Photo-based referring expression data
-.-.-
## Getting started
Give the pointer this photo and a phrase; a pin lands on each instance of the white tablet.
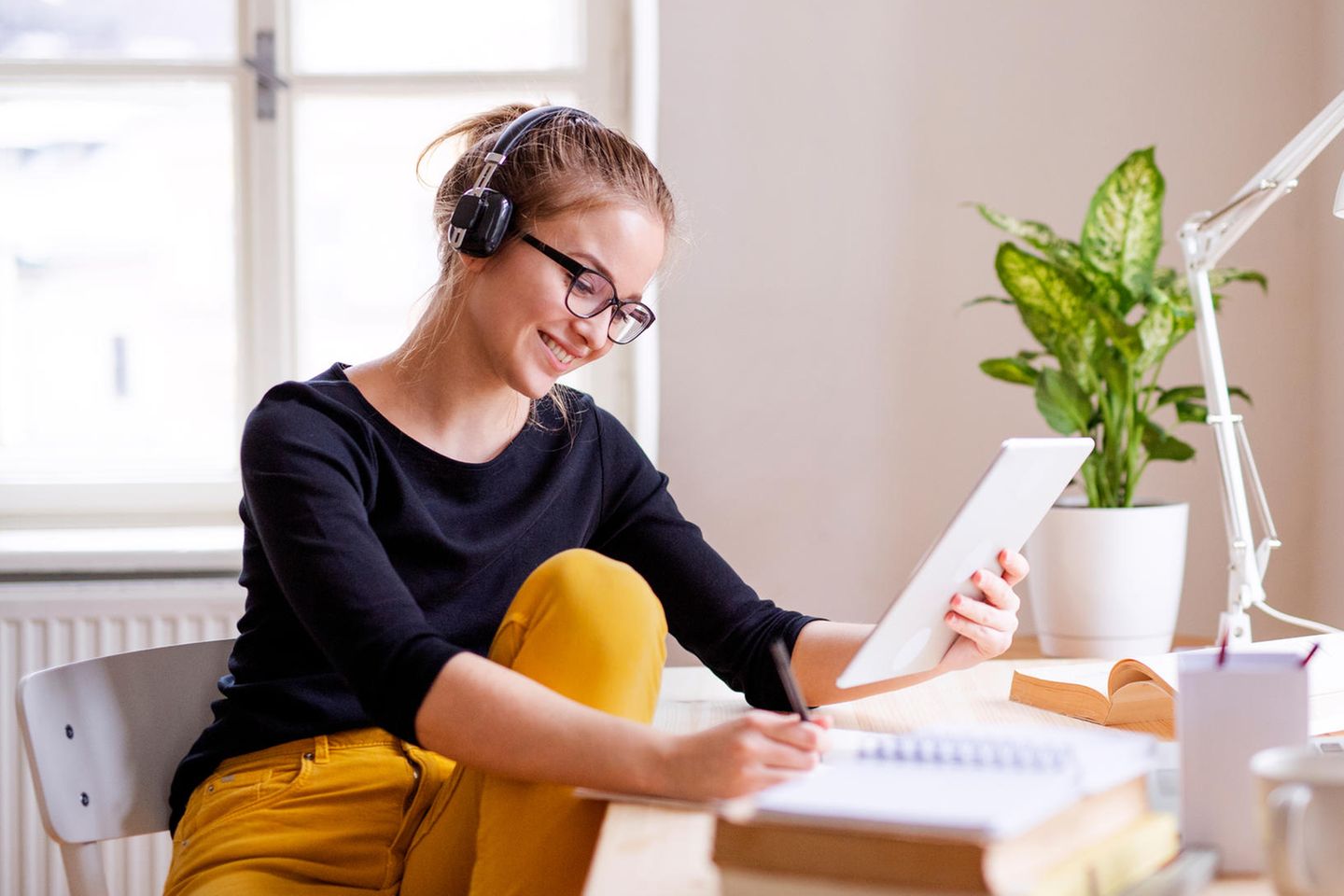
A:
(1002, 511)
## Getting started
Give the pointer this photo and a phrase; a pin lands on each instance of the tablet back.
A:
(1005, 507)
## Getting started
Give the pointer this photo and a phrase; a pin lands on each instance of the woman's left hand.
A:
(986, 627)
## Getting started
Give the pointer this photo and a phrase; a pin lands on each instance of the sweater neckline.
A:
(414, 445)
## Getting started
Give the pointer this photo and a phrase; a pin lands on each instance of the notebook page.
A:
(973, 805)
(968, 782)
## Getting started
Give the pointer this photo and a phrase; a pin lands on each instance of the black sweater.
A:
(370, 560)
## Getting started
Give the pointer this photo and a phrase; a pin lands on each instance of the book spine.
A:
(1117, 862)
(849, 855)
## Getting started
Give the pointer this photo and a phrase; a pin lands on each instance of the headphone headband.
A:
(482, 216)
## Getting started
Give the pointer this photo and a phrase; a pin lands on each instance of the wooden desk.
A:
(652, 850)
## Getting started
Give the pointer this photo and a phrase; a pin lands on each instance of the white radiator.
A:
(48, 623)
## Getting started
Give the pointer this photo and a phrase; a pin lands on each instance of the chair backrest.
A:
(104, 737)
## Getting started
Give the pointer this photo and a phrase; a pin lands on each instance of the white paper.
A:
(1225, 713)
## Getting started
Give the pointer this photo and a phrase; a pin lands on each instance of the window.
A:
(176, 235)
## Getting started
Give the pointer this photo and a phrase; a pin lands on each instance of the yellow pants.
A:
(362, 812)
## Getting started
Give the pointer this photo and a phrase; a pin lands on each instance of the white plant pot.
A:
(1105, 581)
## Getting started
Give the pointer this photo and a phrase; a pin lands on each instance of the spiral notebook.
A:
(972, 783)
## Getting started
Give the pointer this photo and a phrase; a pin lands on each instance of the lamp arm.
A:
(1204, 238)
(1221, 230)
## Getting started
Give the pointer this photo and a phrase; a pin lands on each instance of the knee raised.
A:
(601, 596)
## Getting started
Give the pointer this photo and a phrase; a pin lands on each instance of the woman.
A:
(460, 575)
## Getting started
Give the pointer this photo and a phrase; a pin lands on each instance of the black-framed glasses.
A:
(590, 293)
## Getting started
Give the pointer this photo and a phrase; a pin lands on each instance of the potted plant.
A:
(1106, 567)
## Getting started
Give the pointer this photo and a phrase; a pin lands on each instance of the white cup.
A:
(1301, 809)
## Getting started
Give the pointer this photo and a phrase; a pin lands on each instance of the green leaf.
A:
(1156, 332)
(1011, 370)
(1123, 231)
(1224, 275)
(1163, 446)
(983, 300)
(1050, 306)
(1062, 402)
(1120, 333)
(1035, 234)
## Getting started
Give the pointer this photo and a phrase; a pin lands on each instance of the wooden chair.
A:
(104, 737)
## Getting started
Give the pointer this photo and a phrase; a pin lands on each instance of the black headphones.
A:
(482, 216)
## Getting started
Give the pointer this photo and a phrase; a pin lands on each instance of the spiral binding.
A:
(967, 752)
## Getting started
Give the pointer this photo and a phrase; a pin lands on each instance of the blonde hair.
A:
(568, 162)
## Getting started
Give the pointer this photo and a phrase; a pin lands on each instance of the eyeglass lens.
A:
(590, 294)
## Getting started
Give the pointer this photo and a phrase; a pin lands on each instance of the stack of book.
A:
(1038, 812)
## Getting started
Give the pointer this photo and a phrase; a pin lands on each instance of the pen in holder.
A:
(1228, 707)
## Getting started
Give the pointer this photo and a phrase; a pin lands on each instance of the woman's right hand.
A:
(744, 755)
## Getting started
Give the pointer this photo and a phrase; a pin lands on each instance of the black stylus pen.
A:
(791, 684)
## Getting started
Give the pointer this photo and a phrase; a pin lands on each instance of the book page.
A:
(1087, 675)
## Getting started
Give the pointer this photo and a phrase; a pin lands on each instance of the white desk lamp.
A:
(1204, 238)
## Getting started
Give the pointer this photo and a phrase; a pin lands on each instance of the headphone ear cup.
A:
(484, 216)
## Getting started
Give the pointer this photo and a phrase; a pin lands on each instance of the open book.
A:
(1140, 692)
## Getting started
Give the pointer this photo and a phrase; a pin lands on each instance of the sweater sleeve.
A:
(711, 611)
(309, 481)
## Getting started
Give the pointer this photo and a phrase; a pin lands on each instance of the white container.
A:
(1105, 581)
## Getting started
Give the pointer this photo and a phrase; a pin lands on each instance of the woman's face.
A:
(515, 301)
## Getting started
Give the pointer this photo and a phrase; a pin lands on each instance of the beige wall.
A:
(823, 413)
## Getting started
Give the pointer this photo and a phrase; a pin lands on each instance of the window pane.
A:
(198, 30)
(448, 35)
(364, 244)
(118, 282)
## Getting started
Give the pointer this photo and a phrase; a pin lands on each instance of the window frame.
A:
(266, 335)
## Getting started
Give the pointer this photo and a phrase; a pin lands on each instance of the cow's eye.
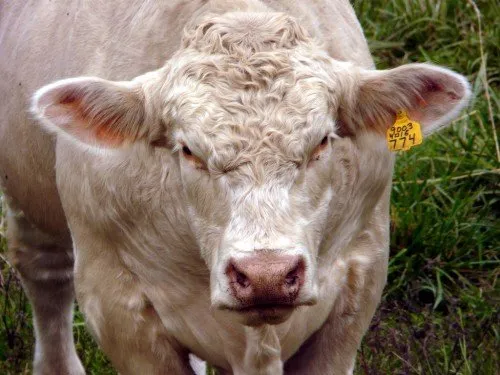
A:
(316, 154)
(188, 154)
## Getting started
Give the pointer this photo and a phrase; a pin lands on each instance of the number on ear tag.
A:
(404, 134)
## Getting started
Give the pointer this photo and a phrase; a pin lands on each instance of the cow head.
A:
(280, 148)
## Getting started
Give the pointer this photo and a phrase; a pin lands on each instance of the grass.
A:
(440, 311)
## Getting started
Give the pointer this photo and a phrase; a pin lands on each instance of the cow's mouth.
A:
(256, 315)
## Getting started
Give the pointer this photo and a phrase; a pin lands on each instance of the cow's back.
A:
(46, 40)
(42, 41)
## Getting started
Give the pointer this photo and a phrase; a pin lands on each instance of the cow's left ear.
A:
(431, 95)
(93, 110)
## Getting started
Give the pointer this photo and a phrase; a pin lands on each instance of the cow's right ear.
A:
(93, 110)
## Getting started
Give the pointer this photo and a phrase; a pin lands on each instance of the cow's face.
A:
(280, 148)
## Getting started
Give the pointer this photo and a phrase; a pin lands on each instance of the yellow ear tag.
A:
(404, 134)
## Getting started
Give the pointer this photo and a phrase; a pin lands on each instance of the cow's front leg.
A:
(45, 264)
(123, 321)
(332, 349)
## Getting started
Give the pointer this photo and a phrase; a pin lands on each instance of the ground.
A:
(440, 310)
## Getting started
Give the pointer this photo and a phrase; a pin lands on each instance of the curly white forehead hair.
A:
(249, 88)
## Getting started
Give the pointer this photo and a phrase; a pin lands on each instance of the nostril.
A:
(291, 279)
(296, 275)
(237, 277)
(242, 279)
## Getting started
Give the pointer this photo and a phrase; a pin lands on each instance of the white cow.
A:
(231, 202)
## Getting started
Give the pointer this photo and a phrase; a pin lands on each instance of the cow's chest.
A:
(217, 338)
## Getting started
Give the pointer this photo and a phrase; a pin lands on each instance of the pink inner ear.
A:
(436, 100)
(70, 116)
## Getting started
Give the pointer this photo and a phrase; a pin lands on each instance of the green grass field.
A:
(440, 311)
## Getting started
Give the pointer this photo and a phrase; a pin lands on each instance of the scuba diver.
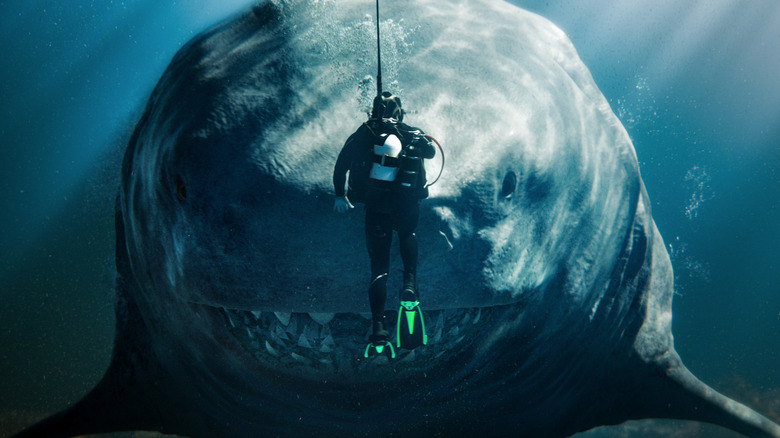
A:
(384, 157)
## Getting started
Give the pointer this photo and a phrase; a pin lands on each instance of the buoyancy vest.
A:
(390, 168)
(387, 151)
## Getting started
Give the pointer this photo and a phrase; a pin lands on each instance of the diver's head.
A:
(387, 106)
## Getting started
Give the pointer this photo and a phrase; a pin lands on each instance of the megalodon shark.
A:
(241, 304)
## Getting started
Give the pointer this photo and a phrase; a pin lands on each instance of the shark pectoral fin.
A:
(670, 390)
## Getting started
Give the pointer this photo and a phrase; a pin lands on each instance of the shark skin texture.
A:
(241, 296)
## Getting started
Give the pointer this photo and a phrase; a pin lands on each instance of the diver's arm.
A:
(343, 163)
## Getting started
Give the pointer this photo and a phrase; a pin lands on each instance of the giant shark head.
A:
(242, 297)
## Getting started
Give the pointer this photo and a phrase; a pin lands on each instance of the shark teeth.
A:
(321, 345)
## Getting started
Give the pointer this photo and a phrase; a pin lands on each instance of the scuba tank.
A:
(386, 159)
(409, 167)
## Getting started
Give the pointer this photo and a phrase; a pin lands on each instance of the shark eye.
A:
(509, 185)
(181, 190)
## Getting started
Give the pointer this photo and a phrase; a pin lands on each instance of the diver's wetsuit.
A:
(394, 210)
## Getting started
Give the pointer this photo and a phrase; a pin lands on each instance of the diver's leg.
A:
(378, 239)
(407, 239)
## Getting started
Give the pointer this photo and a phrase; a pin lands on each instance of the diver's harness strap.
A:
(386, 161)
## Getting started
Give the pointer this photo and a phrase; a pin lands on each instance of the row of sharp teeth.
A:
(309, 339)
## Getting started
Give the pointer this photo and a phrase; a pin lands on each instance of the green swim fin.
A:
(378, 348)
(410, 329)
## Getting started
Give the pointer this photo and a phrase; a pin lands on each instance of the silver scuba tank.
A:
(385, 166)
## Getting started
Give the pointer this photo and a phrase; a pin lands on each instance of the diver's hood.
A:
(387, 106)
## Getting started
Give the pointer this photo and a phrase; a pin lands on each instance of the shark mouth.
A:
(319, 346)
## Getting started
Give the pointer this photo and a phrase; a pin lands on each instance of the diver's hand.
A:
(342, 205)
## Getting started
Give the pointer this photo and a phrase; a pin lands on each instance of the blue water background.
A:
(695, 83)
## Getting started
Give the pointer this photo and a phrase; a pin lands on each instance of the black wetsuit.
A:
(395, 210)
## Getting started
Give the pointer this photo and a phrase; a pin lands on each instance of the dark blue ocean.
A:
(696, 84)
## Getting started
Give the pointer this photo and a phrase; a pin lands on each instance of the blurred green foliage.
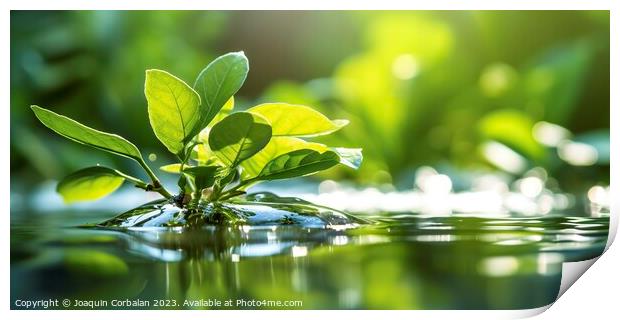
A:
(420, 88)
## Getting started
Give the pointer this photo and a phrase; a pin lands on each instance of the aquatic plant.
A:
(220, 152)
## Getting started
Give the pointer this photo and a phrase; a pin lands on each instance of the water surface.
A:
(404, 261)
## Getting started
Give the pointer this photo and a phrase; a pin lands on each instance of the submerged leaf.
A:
-.-.-
Check each line of these records for the string "chair" and state only how many lines have it.

2